* What you need to do:
Which lines in the records below mention the word "cloudy"? Copy each one out.

Available data Start Marker

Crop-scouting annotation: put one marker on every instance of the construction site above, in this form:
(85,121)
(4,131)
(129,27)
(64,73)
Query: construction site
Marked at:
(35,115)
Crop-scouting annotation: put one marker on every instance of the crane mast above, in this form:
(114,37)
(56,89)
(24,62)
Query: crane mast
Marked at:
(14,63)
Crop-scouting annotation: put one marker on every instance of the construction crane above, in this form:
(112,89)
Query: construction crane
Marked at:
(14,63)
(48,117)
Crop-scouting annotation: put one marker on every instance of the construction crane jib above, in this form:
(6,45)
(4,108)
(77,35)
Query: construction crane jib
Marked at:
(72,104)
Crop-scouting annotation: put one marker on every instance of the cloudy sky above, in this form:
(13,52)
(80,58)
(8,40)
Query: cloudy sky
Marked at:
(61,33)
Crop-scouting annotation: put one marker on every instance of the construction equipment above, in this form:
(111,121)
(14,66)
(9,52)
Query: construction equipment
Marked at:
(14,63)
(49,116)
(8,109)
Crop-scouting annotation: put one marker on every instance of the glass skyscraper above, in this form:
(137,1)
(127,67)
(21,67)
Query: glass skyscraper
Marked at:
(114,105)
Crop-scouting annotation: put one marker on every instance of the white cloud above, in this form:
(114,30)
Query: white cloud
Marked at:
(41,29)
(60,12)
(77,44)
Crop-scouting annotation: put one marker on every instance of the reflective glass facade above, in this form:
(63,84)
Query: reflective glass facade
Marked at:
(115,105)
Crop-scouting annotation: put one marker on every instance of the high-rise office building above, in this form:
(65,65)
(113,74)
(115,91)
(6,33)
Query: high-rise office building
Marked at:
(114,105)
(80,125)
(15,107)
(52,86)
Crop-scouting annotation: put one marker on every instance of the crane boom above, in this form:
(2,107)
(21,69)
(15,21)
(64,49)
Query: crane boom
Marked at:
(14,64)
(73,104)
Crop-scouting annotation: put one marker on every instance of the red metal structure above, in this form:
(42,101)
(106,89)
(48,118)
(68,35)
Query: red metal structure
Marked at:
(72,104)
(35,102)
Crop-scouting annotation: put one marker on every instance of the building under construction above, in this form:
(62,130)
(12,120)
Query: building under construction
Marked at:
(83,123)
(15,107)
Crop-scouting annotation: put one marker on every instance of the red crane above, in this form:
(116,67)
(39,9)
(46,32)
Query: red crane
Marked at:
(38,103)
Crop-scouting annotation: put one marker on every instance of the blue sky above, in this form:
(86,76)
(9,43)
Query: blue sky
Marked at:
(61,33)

Available data End Marker

* Output for this exercise:
Crop-scouting annotation: put one marker on every instance of the cloudy sky above, in this form:
Query: cloudy sky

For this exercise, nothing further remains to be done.